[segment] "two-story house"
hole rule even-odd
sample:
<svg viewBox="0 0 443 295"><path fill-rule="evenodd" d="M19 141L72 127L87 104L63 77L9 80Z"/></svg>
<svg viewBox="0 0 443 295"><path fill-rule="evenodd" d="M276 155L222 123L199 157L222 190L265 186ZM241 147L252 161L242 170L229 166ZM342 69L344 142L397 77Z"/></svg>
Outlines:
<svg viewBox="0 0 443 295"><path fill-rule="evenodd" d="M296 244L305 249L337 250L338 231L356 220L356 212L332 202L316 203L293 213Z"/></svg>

┄┄┄┄┄┄┄┄┄┄

DIRECTIVE >>
Reproduce the data above line for line, without changing a single character.

SOLUTION TO THIS TASK >>
[segment] "two-story house"
hole rule even-odd
sample:
<svg viewBox="0 0 443 295"><path fill-rule="evenodd" d="M19 141L72 127L87 104L63 77L9 80Z"/></svg>
<svg viewBox="0 0 443 295"><path fill-rule="evenodd" d="M276 155L222 123L199 157L222 190L265 186ZM241 147L252 161L242 170L229 166ZM342 69L344 142L397 77Z"/></svg>
Outlines:
<svg viewBox="0 0 443 295"><path fill-rule="evenodd" d="M296 244L305 249L337 250L338 231L356 220L356 212L332 202L316 203L293 213Z"/></svg>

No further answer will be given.